> Data to use
+--

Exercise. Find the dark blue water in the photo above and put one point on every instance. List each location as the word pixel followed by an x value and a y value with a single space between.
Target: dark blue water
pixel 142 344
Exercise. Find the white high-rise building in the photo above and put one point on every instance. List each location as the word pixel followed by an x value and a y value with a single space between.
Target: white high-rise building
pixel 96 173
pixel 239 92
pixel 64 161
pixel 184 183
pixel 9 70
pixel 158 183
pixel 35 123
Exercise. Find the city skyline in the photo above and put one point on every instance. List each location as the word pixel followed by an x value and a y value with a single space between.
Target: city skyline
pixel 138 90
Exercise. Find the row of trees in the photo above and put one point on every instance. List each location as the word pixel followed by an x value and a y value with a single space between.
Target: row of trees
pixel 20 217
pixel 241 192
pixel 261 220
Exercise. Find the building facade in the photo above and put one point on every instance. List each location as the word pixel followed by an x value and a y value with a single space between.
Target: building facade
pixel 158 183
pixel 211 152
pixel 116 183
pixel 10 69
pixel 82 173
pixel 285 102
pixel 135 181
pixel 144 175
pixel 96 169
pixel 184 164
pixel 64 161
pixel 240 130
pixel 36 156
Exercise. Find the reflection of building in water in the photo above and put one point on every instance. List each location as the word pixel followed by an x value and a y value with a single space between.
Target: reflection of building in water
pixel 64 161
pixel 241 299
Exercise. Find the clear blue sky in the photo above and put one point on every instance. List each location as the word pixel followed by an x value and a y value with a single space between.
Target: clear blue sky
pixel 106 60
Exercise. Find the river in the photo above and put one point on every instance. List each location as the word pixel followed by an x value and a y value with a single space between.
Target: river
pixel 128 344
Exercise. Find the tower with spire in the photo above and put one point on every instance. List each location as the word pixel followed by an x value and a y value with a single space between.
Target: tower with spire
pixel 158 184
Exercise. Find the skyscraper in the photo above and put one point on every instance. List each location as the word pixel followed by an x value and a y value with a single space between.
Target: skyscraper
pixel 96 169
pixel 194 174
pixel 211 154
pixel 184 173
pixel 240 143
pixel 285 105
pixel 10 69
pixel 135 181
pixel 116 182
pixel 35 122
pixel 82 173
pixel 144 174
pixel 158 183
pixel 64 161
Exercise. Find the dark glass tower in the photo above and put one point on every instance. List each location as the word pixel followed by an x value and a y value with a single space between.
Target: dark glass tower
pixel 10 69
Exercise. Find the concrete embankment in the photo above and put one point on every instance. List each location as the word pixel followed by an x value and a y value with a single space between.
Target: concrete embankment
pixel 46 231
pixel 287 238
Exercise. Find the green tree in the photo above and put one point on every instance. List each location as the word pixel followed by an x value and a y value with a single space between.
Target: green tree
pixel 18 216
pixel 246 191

+--

> The problem
Please express the material from the line that has "Exercise. Find the clear" through the line that has "pixel 106 60" as a two-column CSV with the header instruction,response. Put the text in instruction and its answer in response, with each field in double quotes and line breaks replaced by spaces.

> Response to this exercise
instruction,response
"Exercise. Find the clear blue sky in the photo above and put one point on every instance. List each location as the word pixel followed by an x value and a y value with a single space between. Target: clear blue sky","pixel 106 60"